**Instructions for the task:**
Go through the listing and copy each line that has the string "jacket" in it.

□ □ □

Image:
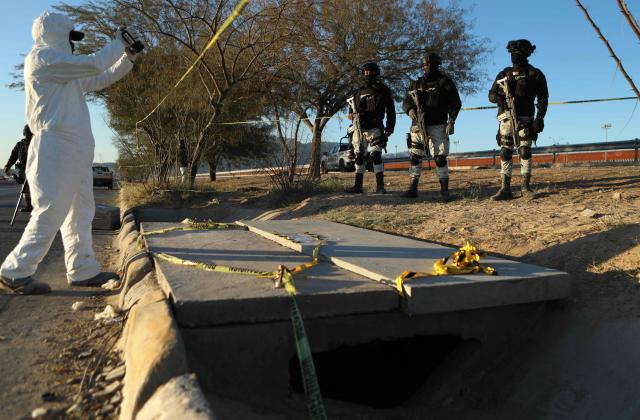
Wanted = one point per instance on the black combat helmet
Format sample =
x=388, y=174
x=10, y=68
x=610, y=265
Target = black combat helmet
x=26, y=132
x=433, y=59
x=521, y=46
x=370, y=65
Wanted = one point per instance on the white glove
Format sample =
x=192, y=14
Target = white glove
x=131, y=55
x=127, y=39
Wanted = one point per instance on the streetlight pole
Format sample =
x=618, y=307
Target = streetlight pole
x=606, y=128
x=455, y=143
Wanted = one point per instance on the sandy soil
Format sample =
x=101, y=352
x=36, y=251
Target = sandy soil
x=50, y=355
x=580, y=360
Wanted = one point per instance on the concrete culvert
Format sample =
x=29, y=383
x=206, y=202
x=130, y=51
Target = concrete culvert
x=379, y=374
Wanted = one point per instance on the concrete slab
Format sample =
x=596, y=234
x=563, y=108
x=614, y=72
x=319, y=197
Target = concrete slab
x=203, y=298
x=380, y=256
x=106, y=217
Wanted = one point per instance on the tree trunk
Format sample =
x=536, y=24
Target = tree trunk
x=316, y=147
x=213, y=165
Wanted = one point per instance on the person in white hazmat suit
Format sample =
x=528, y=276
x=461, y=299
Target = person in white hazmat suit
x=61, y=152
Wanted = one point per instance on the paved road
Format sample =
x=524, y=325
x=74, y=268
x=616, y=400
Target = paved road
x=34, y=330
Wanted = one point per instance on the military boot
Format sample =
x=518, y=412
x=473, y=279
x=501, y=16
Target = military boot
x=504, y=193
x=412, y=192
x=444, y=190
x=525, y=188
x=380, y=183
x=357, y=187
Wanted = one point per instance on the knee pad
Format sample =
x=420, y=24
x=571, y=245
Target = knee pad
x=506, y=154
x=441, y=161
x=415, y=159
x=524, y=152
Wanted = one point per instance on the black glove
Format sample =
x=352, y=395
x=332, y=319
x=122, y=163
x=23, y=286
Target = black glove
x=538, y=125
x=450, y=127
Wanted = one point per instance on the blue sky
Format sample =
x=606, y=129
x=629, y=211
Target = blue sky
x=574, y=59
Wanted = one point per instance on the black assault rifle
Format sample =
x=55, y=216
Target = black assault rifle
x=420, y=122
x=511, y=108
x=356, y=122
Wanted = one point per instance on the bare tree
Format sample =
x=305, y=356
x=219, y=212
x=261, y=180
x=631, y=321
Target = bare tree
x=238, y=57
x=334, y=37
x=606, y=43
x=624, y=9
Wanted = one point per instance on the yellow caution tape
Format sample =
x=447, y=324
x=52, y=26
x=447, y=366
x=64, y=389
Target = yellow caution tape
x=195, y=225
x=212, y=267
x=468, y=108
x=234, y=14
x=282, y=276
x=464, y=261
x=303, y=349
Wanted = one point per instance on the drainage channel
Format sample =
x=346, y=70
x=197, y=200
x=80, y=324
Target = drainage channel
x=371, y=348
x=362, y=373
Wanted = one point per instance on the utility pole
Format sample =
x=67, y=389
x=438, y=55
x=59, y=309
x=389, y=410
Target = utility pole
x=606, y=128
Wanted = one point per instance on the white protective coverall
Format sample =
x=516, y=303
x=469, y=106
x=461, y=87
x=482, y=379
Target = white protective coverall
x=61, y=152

□ □ □

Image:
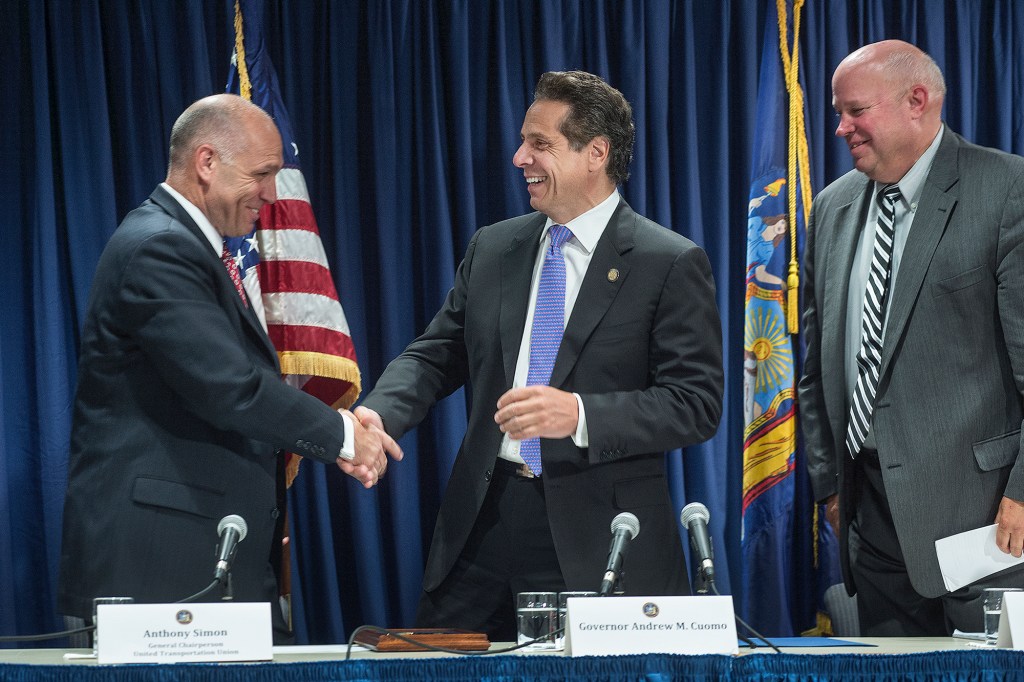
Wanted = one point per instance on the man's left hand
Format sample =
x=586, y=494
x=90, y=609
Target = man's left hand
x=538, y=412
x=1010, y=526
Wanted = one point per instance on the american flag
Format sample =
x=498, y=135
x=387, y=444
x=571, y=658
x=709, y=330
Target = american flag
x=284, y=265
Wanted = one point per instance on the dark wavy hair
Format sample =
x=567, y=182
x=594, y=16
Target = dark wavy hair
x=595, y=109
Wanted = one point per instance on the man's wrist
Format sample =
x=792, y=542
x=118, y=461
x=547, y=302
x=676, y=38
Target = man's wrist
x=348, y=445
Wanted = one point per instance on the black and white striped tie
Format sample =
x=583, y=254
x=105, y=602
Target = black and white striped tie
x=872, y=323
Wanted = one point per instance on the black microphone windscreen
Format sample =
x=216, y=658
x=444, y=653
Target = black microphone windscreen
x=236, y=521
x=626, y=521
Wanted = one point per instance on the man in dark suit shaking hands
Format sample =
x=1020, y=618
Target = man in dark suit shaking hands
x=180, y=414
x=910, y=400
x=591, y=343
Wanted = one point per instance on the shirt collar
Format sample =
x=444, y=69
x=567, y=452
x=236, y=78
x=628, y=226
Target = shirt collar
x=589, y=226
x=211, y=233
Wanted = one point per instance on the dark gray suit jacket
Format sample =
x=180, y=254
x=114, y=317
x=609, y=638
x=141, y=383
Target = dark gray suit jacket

□ □ □

**Exercise answer:**
Wanted = one point per instance on the dark gray suit jacket
Target = dark gray suit jacket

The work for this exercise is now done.